SHORT PROBLEM ::
Extract every line of text from the material below without changing a word, and leave the pictures out of your answer.

━━━ AVAILABLE DATA

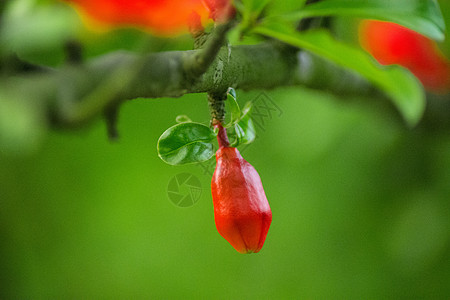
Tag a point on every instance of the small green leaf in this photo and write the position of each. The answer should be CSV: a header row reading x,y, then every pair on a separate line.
x,y
423,16
233,107
243,132
400,85
186,143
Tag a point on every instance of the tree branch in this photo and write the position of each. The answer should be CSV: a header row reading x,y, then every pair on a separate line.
x,y
74,94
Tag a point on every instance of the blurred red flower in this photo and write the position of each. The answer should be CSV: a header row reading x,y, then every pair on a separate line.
x,y
390,43
166,17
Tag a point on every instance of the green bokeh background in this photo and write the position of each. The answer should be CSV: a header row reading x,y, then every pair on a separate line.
x,y
360,203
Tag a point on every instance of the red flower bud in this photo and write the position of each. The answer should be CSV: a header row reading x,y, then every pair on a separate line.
x,y
390,43
242,213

━━━━━━

RESULT OF THIS TASK ::
Tag a point on every instance of the small green leaf in this photo and write the position of each. The answer should be CSV: a header row reading x,y, then every pair on a separate line.
x,y
423,16
233,107
243,132
400,85
186,143
Tag a point on every instance of the tree branch in this photo and write the position of each. The answer should be CSV: a header row reading x,y, then every pair on a separate line.
x,y
74,94
Tag a point on every instance of the blurred red flower in this photo and write the position of each. The answer should be CSV: a header row reading x,y, then every pair on a separate line.
x,y
390,43
166,17
Tag a point on every instance of the green bokeh background in this photo and write the position of each. The answer should be CSV: a header row reading x,y, then every pair on a separate line.
x,y
360,203
Tag a point on every instance of the red flower bud in this photo and write the position of each. The answer should be CSV: a header row reading x,y, then every pair on a separate line.
x,y
390,43
242,213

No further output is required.